**Instruction 1:** Reproduce the Hibernate stored procedure post word for word, starting with "Hibernate: StoredProcedure with" and going on through "PRIMARY KEY (PID)".
**Instruction 2:** Continue the Hibernate stored procedure post from its final line.

### Quoted passage

Hibernate: StoredProcedure with recursive depthsearch: Mapping/Output Problems - postgresql

I searching for help. I have to map my Postgres 9.4 Database (DB) with Hibernate 5.2, of course it's an study task. The biggest Problem is, that I'm no brain in Hibernate, Java and coding itself XD
It's an SozialNetwork DB. To map the DB with Hibernate doing fine.
Now I should map a stored produce. This Produce should find the shortest friendship path between two persons. In Postgres the produce working fine.
That are the relevant DB-Tables:
For Person:
CREATE TABLE Person (
PID bigint NOT NULL,
firstName varchar(50) DEFAULT NULL,
lastName varchar(50) DEFAULT NULL,
(some more...)
PRIMARY KEY (PID)
);
And for the Relationship between to Persons:
CREATE TABLE Person_knows_Person (
ApID bigint NOT NULL,
BpID bigint REFERENCES Person (PID) (..)

######
### Entries shown

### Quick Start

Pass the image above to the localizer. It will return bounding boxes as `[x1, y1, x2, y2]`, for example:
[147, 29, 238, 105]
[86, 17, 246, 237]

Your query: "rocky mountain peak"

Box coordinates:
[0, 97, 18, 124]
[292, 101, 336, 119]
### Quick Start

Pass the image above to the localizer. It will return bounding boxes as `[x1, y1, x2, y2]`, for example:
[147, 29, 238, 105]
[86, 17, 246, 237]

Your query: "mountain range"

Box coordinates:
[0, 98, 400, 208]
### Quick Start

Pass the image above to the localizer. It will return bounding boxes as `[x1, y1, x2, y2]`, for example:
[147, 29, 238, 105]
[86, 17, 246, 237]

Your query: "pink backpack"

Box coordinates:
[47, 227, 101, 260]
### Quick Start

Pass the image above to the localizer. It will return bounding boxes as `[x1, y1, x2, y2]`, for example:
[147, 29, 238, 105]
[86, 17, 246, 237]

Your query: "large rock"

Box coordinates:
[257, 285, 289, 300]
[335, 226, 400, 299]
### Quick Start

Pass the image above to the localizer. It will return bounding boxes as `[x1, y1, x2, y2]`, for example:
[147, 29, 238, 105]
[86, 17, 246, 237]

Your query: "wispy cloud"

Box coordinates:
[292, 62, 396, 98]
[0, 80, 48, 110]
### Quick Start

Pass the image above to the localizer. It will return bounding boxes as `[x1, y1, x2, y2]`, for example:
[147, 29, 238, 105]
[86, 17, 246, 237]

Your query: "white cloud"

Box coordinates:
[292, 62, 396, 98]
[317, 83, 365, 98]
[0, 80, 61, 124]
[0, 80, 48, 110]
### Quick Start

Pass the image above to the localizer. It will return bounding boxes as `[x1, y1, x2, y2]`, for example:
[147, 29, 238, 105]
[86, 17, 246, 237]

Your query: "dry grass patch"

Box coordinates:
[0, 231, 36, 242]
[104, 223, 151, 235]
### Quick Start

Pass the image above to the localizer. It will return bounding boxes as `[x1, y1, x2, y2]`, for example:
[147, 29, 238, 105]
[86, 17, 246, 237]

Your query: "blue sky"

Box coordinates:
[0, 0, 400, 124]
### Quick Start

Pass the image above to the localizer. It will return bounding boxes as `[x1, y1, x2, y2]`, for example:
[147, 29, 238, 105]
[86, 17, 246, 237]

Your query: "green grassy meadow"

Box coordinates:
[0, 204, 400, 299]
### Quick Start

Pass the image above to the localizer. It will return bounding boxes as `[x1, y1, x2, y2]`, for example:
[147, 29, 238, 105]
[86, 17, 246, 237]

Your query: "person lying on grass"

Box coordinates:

######

**Response 1:**
Hibernate: StoredProcedure with recursive depthsearch: Mapping/Output Problems - postgresql

I searching for help. I have to map my Postgres 9.4 Database (DB) with Hibernate 5.2, of course it's an study task. The biggest Problem is, that I'm no brain in Hibernate, Java and coding itself XD
It's an SozialNetwork DB. To map the DB with Hibernate doing fine.
Now I should map a stored produce. This Produce should find the shortest friendship path between two persons. In Postgres the produce working fine.
That are the relevant DB-Tables:
For Person:
CREATE TABLE Person (
PID bigint NOT NULL,
firstName varchar(50) DEFAULT NULL,
lastName varchar(50) DEFAULT NULL,
(some more...)
PRIMARY KEY (PID)

**Response 2:**
knowsCreationDate timestamp,
PRIMARY KEY (ApID,BpID));
And that is the Stored Produce in short:
CREATE OR REPLACE FUNCTION ShortFriendshipPath(pid bigint, pid2 bigint)
RETURNS TABLE (a_pid bigint, b_pid bigint, depth integer, path2 bigint[], cycle2 boolean)
AS $$
BEGIN
RETURN QUERY
SELECT * FROM (
WITH RECURSIVE FriendshipPath(apid, bpid, depth, path, cycle) AS(
SELECT pkp.apid, pkp.bpid,1,
ARRAY[pkp.apid], false
FROM person_knows_person pkp
WHERE apid=$1 --OR bpid=$1
UNION ALL
SELECT pkp.apid, pkp.bpid, fp.depth+1, path || pkp.apid,
pkp.apid = ANY(path)
FROM person_knows_person pkp, FriendshipPath fp
WHERE pkp.apid = fp.bpid AND NOT cycle)
SELECT *
FROM FriendshipPath WHERE bpid=$2) AS OKOK
UNION
SELECT * FROM (
WITH RECURSIVE FriendshipPath(apid, bpid, depth, path, cycle) AS(
SELECT pkp.apid, pkp.bpid,1,
ARRAY[pkp.apid], false
FROM person_knows_person pkp
WHERE apid=$2 --OR bpid=$1
UNION ALL
SELECT pkp.apid, pkp.bpid, fp.depth+1, path || pkp.apid,
pkp.apid = ANY(path)
FROM person_knows_person pkp, FriendshipPath fp
WHERE pkp.apid = fp.bpid AND NOT cycle)
SELECT *
FROM FriendshipPath WHERE bpid=$1) AS YOLO
ORDER BY depth ASC LIMIT 1;
END;
$$ LANGUAGE 'plpgsql' ;
(Sorry for so much code, but it's for both directions, and before I post some copy+reduce misttakes^^)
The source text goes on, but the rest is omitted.